**Instructions for the task:**
Retype the line where "Where can the dark brown" appears and each line that follows it down to the last line of the records below. Leave the pictures out.

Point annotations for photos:
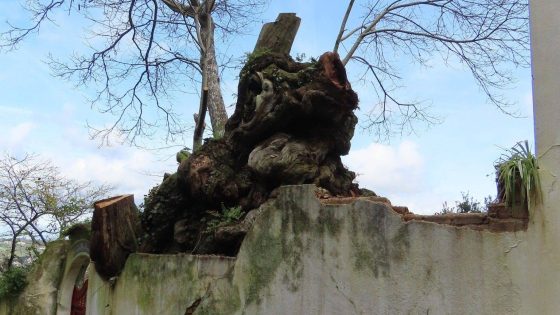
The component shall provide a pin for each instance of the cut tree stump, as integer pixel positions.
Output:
(278, 36)
(114, 228)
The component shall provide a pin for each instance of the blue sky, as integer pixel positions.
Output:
(46, 115)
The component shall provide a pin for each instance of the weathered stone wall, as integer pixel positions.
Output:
(544, 232)
(307, 257)
(40, 295)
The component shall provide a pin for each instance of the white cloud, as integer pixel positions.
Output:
(387, 169)
(131, 171)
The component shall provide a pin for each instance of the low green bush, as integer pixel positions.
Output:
(518, 169)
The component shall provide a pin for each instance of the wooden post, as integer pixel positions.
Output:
(114, 229)
(279, 36)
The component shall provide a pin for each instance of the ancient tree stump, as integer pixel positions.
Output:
(114, 228)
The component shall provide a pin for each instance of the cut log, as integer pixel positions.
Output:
(114, 228)
(278, 36)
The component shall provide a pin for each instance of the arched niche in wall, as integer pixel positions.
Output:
(75, 276)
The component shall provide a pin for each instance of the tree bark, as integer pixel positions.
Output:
(279, 36)
(216, 106)
(114, 229)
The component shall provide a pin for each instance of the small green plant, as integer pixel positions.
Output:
(518, 170)
(226, 217)
(467, 205)
(12, 282)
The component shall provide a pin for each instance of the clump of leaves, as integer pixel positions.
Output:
(225, 217)
(518, 167)
(467, 204)
(13, 281)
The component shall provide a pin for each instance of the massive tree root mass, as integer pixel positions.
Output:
(291, 124)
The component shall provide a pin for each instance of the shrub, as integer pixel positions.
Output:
(518, 170)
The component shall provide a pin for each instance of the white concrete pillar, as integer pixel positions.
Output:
(544, 229)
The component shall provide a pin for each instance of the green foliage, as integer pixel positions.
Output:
(467, 204)
(518, 170)
(226, 217)
(13, 281)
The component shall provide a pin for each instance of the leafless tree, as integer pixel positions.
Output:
(487, 36)
(143, 49)
(38, 203)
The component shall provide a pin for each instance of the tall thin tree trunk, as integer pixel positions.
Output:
(216, 106)
(12, 251)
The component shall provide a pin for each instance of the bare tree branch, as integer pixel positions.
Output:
(488, 37)
(38, 203)
(141, 53)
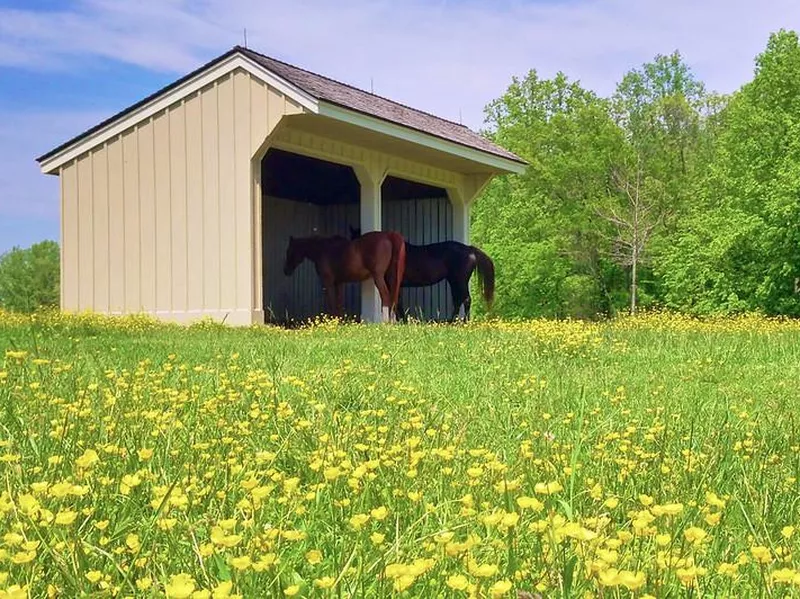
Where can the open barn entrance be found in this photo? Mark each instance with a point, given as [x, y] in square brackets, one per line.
[423, 215]
[303, 196]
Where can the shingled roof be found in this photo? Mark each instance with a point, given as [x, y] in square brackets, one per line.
[325, 89]
[347, 96]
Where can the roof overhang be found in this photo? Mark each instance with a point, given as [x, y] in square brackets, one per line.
[427, 140]
[229, 62]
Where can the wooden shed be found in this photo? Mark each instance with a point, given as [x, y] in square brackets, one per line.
[181, 206]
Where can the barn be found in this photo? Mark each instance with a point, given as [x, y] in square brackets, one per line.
[181, 206]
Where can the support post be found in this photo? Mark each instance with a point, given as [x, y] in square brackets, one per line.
[461, 222]
[370, 215]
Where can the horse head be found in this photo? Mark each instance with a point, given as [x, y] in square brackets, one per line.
[295, 255]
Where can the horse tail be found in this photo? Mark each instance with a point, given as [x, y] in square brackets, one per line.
[485, 274]
[399, 264]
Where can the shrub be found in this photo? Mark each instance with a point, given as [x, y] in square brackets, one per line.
[29, 278]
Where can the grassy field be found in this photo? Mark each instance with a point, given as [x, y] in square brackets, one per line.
[656, 456]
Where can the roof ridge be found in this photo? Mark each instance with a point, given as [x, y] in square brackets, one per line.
[283, 62]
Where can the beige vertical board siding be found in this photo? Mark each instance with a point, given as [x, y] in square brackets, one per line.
[132, 246]
[70, 275]
[194, 203]
[163, 182]
[259, 115]
[85, 233]
[116, 228]
[211, 200]
[100, 230]
[227, 196]
[147, 217]
[241, 189]
[178, 199]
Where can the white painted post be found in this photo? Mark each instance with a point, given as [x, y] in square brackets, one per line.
[370, 215]
[461, 222]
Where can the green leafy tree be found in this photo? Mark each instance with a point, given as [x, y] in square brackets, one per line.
[540, 227]
[739, 249]
[29, 278]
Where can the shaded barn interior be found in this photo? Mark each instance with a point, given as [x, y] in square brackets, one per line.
[422, 214]
[304, 196]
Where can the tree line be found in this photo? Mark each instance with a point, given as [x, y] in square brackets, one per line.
[662, 195]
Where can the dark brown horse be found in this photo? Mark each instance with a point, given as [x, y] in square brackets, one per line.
[380, 255]
[447, 260]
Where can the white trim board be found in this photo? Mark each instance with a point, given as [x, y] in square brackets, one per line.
[51, 164]
[418, 137]
[207, 77]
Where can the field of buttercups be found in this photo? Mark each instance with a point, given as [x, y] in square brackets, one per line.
[656, 456]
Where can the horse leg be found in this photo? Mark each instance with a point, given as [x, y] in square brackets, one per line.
[460, 292]
[386, 298]
[340, 299]
[329, 291]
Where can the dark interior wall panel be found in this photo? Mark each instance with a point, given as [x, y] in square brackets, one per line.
[423, 222]
[299, 296]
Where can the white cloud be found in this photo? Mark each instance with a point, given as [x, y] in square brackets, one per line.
[442, 56]
[439, 55]
[24, 190]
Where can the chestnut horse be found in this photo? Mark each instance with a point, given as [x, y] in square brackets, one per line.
[450, 260]
[380, 255]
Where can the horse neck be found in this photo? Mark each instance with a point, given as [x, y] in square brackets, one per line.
[312, 248]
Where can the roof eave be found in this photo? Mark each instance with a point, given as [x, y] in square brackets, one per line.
[165, 97]
[496, 162]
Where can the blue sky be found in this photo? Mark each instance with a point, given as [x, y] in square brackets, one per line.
[65, 65]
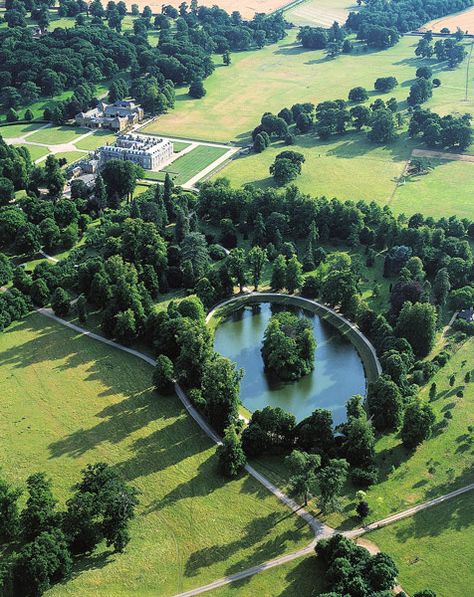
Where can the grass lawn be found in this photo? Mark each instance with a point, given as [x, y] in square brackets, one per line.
[179, 146]
[155, 176]
[56, 135]
[36, 152]
[97, 139]
[434, 549]
[285, 73]
[447, 189]
[190, 164]
[302, 577]
[18, 130]
[68, 401]
[348, 167]
[140, 188]
[441, 464]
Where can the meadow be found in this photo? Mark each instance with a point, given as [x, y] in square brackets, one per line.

**Correct result:**
Where can the dark brown horse be found in this photo? Mark each instance with a point, given as [x, y] in square brackets, one per line.
[380, 255]
[447, 260]
Where can the white trim board be found in this photo? Mark each instance with a point, given as [x, y] in square brackets, one per line.
[51, 164]
[418, 137]
[207, 77]
Where can the field of buttercups be found in this photo? Mark each instance with a point, given as [x, y] in square brackets, one per line.
[656, 456]
Where can the horse leg be found in this photo? Mark each instance with a point, given as [x, y] in square brackets, one per line.
[460, 292]
[386, 298]
[340, 299]
[329, 291]
Where can the dark interior wall panel be found in this photo? Mark each instance with a point, given as [x, y] in square brackets, one per line.
[423, 222]
[299, 296]
Where can the white cloud be found in this photo? Mark each instance with a point, given as [x, y] in square brackets, one per line.
[442, 56]
[439, 55]
[24, 190]
Where can the chestnut horse be found in this photo? Mark each instance with a point, given as [x, y] in square brackets, one per line.
[450, 260]
[380, 255]
Where can the horse neck be found in this photo? Mark each instance with a point, given as [x, y] in square brackets, one per line.
[312, 248]
Where can the roof eave be found in this photo? Mark each instance with a point, given as [x, y] in square brackets, one per line.
[165, 97]
[496, 162]
Where can the blue sky be found in this photo? Mark each instance with a point, given as [x, y] in square brackets, one per line.
[65, 65]
Where can the grass lawn be found in this photo? Mark each instance with a point, given as [x, y] in square brackets, one per line.
[179, 146]
[155, 176]
[56, 135]
[36, 152]
[97, 139]
[434, 549]
[285, 73]
[447, 189]
[190, 164]
[302, 577]
[18, 130]
[68, 401]
[348, 167]
[140, 188]
[441, 464]
Where can the meadow be found in this photo? Mark each instance with a point, given as [x, y] in square brackets, one per line.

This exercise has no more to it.